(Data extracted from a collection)
— Start —

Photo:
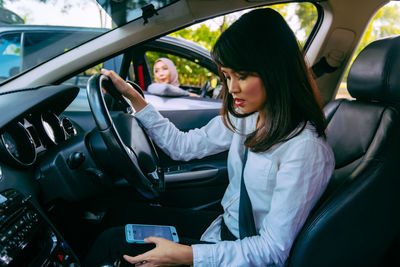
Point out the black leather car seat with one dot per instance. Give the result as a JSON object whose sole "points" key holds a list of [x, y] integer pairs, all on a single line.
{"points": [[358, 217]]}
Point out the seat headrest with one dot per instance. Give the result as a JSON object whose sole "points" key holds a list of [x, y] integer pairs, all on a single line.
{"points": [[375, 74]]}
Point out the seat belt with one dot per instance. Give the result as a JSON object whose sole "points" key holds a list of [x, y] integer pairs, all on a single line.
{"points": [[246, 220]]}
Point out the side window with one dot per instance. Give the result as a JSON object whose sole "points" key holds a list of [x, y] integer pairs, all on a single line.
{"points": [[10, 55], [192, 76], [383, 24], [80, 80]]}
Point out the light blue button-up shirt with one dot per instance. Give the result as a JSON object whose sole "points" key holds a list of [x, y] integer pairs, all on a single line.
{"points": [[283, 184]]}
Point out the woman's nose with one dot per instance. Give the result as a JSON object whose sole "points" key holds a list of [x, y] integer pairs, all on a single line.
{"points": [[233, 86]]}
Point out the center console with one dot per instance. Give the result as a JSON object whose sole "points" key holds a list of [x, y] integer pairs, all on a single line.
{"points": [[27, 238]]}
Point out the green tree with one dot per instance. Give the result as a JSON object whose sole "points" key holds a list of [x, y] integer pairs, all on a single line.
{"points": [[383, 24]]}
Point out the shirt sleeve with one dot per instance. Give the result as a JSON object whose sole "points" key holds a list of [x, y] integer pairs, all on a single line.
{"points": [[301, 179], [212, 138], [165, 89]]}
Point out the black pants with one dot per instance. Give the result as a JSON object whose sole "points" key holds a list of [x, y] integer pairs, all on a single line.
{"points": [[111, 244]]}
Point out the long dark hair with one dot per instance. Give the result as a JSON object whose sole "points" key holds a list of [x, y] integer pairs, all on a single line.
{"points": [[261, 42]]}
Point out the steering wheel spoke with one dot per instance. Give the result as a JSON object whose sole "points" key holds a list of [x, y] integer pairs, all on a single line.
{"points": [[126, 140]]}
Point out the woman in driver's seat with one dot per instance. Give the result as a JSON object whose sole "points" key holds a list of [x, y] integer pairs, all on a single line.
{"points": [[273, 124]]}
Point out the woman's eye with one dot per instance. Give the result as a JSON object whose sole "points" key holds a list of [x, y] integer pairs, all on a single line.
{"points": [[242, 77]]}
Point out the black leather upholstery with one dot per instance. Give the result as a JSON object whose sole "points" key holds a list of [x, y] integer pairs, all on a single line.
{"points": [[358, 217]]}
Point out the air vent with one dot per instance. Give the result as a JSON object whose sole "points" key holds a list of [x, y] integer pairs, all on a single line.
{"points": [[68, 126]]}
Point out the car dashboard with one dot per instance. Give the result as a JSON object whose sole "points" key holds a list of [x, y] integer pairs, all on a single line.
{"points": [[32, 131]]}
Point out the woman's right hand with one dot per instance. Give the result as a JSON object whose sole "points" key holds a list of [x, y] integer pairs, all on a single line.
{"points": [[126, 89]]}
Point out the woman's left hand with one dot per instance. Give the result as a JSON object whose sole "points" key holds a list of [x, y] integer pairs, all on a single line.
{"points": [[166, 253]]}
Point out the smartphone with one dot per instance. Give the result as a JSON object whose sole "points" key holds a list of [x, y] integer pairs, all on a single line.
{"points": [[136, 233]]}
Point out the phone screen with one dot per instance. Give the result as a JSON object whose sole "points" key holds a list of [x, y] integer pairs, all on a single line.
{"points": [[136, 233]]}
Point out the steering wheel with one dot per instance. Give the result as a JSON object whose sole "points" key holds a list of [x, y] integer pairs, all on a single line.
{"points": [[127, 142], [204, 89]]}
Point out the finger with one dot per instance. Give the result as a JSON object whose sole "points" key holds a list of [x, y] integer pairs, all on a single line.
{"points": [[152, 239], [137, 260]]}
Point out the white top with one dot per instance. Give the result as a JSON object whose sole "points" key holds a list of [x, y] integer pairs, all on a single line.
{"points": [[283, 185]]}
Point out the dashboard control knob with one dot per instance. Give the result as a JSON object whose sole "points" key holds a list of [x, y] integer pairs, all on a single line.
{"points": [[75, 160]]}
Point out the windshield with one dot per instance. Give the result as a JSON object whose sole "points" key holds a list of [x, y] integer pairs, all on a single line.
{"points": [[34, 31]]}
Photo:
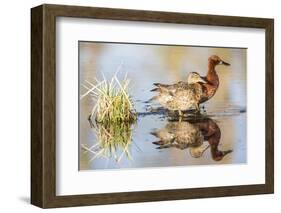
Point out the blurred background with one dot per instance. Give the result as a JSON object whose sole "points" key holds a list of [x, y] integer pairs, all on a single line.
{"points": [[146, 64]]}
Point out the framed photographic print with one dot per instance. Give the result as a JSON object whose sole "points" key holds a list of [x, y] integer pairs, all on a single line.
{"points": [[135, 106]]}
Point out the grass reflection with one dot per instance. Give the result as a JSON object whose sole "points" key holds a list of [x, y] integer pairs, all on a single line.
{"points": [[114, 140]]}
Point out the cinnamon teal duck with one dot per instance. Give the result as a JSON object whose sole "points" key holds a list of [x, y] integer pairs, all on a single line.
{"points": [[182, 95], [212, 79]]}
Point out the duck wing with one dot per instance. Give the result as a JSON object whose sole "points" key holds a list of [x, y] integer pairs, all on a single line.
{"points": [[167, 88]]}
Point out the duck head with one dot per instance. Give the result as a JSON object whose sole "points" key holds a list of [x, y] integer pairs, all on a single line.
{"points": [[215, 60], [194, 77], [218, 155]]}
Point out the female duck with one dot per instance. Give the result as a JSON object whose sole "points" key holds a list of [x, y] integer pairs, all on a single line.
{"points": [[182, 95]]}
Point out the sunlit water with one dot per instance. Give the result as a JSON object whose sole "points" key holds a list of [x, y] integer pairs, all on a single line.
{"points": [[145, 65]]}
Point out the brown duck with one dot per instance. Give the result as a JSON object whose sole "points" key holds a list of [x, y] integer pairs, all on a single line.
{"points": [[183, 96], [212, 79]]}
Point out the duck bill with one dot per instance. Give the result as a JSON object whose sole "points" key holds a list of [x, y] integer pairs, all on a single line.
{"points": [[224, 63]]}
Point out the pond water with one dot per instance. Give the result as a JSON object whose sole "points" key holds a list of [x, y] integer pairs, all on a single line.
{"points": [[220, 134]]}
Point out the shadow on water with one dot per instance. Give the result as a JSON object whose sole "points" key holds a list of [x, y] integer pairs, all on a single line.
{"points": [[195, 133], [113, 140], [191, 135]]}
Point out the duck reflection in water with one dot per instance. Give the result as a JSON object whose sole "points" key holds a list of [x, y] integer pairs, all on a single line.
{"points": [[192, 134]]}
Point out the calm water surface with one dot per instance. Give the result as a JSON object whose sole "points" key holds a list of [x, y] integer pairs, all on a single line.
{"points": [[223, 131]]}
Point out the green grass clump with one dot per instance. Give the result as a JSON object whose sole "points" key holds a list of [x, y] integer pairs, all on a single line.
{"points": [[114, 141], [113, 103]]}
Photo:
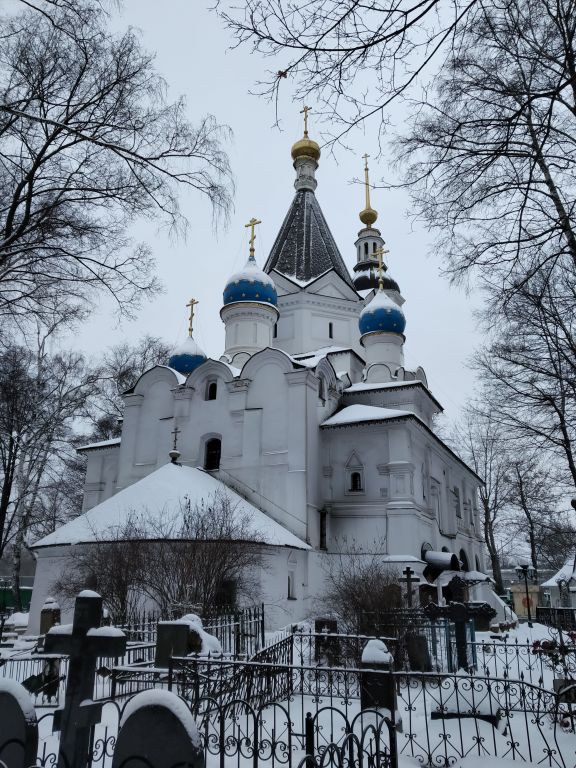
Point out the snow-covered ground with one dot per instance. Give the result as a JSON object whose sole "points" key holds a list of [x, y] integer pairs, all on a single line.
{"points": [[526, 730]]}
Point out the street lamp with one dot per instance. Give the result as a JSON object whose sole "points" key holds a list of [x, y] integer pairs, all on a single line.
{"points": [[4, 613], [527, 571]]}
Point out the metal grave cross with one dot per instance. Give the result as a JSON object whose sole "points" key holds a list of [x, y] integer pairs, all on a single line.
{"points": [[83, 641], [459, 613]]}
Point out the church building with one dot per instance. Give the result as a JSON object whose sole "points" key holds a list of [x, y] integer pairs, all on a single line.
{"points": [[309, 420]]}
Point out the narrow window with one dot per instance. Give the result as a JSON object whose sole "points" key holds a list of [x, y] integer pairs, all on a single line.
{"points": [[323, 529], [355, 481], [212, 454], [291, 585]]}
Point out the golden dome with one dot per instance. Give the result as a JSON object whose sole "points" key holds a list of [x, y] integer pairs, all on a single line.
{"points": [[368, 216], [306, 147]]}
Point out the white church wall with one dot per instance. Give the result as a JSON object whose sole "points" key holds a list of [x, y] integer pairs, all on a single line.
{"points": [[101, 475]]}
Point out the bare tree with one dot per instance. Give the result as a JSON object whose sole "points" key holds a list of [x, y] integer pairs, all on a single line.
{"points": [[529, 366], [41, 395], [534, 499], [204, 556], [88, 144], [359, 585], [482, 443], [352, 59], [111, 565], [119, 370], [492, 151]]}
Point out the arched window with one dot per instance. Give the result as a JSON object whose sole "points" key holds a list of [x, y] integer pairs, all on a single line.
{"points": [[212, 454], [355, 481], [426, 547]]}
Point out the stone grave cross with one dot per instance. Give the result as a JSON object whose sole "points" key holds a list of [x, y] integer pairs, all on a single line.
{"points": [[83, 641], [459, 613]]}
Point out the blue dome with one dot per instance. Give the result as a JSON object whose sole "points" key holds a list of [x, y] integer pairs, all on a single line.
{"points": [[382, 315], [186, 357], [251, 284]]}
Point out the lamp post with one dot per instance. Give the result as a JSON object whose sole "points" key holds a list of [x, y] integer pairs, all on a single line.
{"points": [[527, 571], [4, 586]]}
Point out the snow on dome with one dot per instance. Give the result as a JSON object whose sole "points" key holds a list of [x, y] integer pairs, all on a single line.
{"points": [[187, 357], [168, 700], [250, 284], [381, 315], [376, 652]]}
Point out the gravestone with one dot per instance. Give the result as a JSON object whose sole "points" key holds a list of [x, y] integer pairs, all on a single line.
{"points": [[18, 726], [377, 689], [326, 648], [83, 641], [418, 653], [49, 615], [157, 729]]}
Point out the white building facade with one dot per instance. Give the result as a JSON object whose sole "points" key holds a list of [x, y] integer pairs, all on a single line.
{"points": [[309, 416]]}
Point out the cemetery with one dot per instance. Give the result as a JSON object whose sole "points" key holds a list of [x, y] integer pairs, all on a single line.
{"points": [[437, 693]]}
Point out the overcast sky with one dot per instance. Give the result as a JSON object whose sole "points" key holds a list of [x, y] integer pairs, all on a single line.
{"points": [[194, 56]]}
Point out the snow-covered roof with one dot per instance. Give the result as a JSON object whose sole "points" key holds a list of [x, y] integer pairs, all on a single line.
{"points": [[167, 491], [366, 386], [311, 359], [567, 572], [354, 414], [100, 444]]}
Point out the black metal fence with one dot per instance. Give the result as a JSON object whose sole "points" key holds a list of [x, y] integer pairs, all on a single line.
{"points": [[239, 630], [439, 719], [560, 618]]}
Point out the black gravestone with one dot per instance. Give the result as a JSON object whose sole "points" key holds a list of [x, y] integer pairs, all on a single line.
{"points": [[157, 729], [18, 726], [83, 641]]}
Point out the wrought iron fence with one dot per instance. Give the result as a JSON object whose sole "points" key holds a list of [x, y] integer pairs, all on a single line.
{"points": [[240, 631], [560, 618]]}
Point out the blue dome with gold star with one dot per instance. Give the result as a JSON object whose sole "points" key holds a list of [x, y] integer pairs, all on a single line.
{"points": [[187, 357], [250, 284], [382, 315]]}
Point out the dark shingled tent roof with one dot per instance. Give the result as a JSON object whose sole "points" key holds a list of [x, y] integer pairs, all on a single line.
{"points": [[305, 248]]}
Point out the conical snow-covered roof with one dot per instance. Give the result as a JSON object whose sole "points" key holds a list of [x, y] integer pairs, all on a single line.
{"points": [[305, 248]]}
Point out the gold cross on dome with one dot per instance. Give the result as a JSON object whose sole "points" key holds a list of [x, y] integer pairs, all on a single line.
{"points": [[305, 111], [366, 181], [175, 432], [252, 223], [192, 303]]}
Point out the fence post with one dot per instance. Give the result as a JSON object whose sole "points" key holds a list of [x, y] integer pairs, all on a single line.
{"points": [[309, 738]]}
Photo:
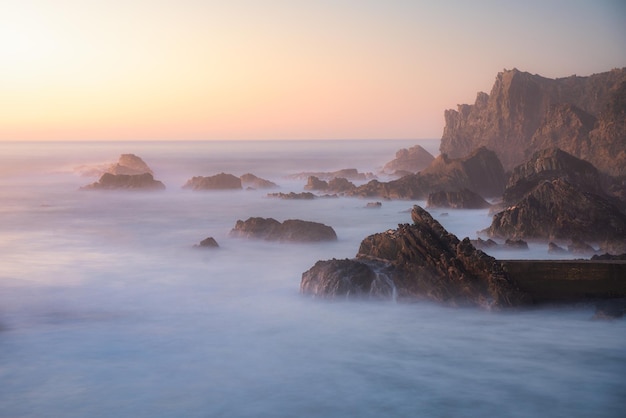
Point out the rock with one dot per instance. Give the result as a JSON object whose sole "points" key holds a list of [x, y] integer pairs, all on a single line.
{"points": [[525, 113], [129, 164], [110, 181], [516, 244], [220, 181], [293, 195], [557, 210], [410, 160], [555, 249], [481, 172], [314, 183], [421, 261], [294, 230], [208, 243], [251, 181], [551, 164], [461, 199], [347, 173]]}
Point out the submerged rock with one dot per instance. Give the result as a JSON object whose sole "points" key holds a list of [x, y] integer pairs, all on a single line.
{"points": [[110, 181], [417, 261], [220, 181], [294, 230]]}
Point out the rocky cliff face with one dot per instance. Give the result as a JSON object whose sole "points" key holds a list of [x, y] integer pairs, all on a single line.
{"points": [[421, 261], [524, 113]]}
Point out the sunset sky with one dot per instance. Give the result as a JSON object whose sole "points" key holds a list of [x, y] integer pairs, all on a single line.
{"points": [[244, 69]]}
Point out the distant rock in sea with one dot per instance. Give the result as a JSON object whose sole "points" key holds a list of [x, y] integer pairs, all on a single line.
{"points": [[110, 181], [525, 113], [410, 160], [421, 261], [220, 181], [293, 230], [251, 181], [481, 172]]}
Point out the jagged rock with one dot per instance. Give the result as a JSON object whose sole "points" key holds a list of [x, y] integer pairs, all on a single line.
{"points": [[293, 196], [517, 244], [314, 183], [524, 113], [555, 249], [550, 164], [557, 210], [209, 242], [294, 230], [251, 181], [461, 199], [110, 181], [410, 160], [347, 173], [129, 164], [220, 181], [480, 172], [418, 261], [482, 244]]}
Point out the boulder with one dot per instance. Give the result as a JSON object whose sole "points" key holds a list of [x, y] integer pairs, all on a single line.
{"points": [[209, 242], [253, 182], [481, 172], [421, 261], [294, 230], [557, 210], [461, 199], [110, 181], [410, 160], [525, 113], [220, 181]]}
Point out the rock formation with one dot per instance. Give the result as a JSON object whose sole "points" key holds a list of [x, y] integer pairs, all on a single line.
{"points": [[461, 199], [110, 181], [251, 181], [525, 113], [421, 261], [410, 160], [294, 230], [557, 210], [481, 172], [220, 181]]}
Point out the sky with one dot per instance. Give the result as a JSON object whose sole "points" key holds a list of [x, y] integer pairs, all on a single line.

— End —

What is being asked: Exactly reproduce the lines from the one containing "Point out the boulder" through the end of the records, and only those lines.

Result of the task:
Point out the boulder with one dot per instance. Give the result as a JSON object whose sole "points" key holds a list of [x, y] integer pairs, all on a single line.
{"points": [[209, 242], [253, 182], [481, 172], [421, 261], [294, 230], [557, 210], [461, 199], [110, 181], [410, 160], [525, 113], [220, 181]]}
Point out the rock formation with one dot per instance. Give the result as a JSON object whose sole "points" key holds a list of [x, y] integer pairs, all on a single line.
{"points": [[461, 199], [110, 181], [251, 181], [525, 113], [421, 261], [410, 160], [294, 230], [557, 210], [481, 172], [220, 181]]}
Point out the sky with one dot per instance. Give the result as a JSON object whose sole "points" key holds a list of [x, y] integer pairs, all on a single line.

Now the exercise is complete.